Fresh beans are best. If you need a quick method, use canned pinto or Ranch Style beans. If you need an even quicker method, use the Rosita brand refried beans straight from the can or you can put them in the hot oil to give them a fresher taste. Just remember to season well.
**I cook up a big batch of beans on the weekend to use during the week. In a large stockpot with a tight fitting lid, I use 4-5 cups of dry pinto beans and enough water to cover about 3 inches over the top of the beans. On Med-high heat, bring beans to a boil and continue boiling for 10 minutes. Without removing the lid, turn off the heat and let beans stand for 1 hour. Without removing the lid, turn beans back on med to med-low heat and simmer for about 2-3 hours (you may need to add more HOT water while they cook). When beans are almost done, add your seasonings. I add chopped garlic, onion, cilantro, cumin, salt and pepper. You can add a can of Ro-tel if desired, but remember to get out bigger chunks when you’re preparing beans to re-fry.
Fresh cooked beans will keep in the fridge for about 5-7 days.
Sorry about the length but I wanted to give you enough detail to get you started. You might want to copy and paste to word and save under recipes...Just a thought...
J.
You need to try Homemade Gourmet! It is a company that is all about quick and easy dinners for those of us with no time (or no desire:)) to cook! We even have a Spanish Rice mix and all of the products are backed with 100% satisfaction guarentee. You can check it out by going to www.easytopreparemeals.com. Let me know if you have any questions and I will be glad to help! I have been using Homemade Gourmet since 2000 and absolutely LOVE their stuff!
K.
Well I have a very simple spanish rice recipe that my stepmom uses (she's from Mexico).
Ingredients:
1 tbl spoon of veg. oil
1 cup of Aldolphus Rice
2 cups of water
1/2 to 3/4 can of tomato sauce
the seasoning that is key is by Knorr "Caldo de Sabor de Pollo" basically it's chicken bouillion. I actually use it for a lot of spanish dishes. You won't need any salt.
M.
Fry your rice with the oil for a few minutes, you don't have to wait till it's brown. Add your water, tomato sauce and seasoning. Be careful on the seasoning if you add too much it will be salt. So add until the flavor is to your liking. You can add pepper too if you'd like. Bring it to a boil. Lower the heat to low, cover and let it simmer till all the water is absorbed. Good luck! I hope you like it.

Your tasks ->
a - Decide whether each statement agrees with the cooking posts: (i) the beans boil for 10 minutes before they stand for an hour; (ii) fresh cooked beans keep in the fridge for about two weeks; (iii) the rice must be fried until it turns brown. Answer yes or no for each, and quote the words of the posts that settle it.
b - Write out the section of the cooking posts that starts at the words "Fresh cooked beans" and ends after the words "LOVE their stuff!".

Dataset section ->

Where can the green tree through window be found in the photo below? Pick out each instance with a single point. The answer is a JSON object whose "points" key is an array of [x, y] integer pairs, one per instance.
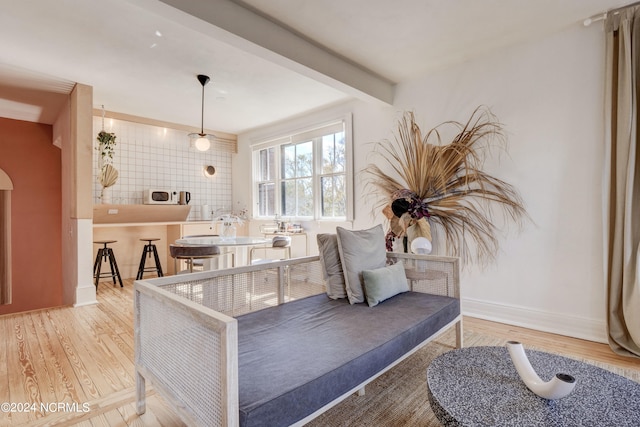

Results of the exercise ->
a -
(i) Yes: "bring beans to a boil and continue boiling for 10 minutes. Without removing the lid, turn off the heat and let beans stand for 1 hour."
(ii) No: "Fresh cooked beans will keep in the fridge for about 5-7 days."
(iii) No: "Fry your rice with the oil for a few minutes, you don't have to wait till it's brown."

b -
Fresh cooked beans will keep in the fridge for about 5-7 days.
Sorry about the length but I wanted to give you enough detail to get you started. You might want to copy and paste to word and save under recipes...Just a thought...
J.
You need to try Homemade Gourmet! It is a company that is all about quick and easy dinners for those of us with no time (or no desire:)) to cook! We even have a Spanish Rice mix and all of the products are backed with 100% satisfaction guarentee. You can check it out by going to www.easytopreparemeals.com. Let me know if you have any questions and I will be glad to help! I have been using Homemade Gourmet since 2000 and absolutely LOVE their stuff!